(Work to complete): Lay out the data below as a numbered list, omitting blank lines and leaving the pictures out of your answer.

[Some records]
** Start **

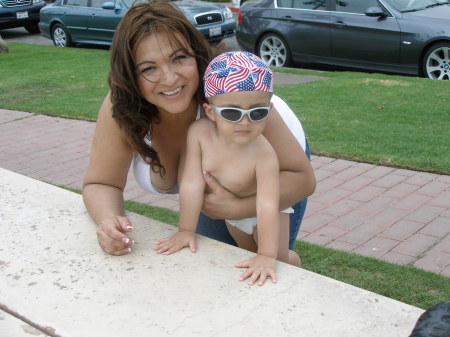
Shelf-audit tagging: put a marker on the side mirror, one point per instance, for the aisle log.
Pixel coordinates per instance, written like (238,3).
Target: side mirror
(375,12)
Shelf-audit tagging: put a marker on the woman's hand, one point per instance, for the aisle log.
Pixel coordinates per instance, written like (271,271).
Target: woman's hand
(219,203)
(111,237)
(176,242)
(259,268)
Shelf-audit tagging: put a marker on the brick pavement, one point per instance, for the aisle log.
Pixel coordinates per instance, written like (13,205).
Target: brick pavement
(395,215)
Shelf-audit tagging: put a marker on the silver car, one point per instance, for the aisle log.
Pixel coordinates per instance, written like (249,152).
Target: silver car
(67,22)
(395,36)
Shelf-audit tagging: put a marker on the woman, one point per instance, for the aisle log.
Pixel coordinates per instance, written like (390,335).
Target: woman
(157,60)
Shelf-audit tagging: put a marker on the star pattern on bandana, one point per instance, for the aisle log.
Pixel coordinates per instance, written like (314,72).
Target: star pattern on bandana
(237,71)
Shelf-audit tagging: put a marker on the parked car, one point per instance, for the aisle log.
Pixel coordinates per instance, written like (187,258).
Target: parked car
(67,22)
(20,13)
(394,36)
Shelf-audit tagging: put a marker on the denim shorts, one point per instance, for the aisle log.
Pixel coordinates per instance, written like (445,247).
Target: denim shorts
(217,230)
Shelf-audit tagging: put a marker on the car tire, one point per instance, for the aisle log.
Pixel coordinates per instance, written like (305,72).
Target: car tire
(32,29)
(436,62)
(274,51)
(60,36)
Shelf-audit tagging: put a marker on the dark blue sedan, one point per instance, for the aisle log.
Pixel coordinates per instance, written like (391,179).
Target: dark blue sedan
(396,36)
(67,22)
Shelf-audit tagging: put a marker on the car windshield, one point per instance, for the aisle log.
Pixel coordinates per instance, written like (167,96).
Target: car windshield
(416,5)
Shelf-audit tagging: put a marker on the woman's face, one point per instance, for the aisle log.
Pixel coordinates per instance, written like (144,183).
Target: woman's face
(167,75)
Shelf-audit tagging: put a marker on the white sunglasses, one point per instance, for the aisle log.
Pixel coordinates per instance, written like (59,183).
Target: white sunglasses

** End **

(Answer below):
1. Shelf-audit tagging: put a marker on the side mirror, one point per instance, for the aisle log.
2. Pixel coordinates per instance, written like (238,3).
3. Target: side mirror
4. (375,12)
5. Shelf-audit tagging: put a marker on the woman's hand, one point per instance, for the aisle log.
6. Pixel coordinates per instance, written like (271,271).
7. Target: woman's hand
8. (219,203)
9. (111,237)
10. (176,242)
11. (259,268)
12. Shelf-audit tagging: put a marker on the brick pavement, one point per instance, for the aisle log.
13. Pixel coordinates per instance, written like (13,205).
14. Target: brick pavement
15. (395,215)
16. Shelf-audit tagging: put a marker on the silver car, one point per instance, for the aisle log.
17. Pixel coordinates per instance, written like (249,152).
18. Target: silver car
19. (67,22)
20. (395,36)
21. Shelf-audit tagging: put a marker on the woman, one point per instance, for the aisle log.
22. Pixel coordinates per instance, written like (390,335).
23. Target: woman
24. (157,60)
25. Shelf-audit tagging: put a marker on the star pattern on bandana, one point per instance, for the aisle log.
26. Pixel coordinates per instance, written like (314,72).
27. Target: star pattern on bandana
28. (237,71)
29. Shelf-audit tagging: put a marker on the parked car, one point per instance, for the aisle log.
30. Pixel coordinates per instance, written like (187,258).
31. Target: parked car
32. (67,22)
33. (20,13)
34. (394,36)
35. Shelf-audit tagging: put a marker on the denim shorts, one point per instance, for the aisle log.
36. Pixel coordinates per instance, written like (445,247).
37. Target: denim shorts
38. (217,230)
39. Shelf-audit tagging: put a marker on the car tire, one point per instance, for the aisle log.
40. Pixel coordinates per instance, written like (305,72).
41. Target: car tire
42. (32,29)
43. (436,62)
44. (274,51)
45. (60,36)
46. Shelf-audit tagging: put a marker on the dark blue sedan, one point per instance, for the aisle log.
47. Pixel coordinates per instance, written like (391,179).
48. Target: dark blue sedan
49. (396,36)
50. (67,22)
51. Shelf-audit tagging: put a marker on the car windshield, one point per instance, for the aisle log.
52. Pixel coordinates per instance, written like (167,96).
53. Target: car windshield
54. (416,5)
55. Shelf-audit tagging: put a marker on the woman's face, one point per instance, for the aisle log.
56. Pixel coordinates per instance, written like (144,183).
57. Target: woman's face
58. (167,75)
59. Shelf-audit tagging: put a marker on the white sunglasses, one point per instance, for the aisle log.
60. Pixel coordinates per instance, written like (59,183).
61. Target: white sunglasses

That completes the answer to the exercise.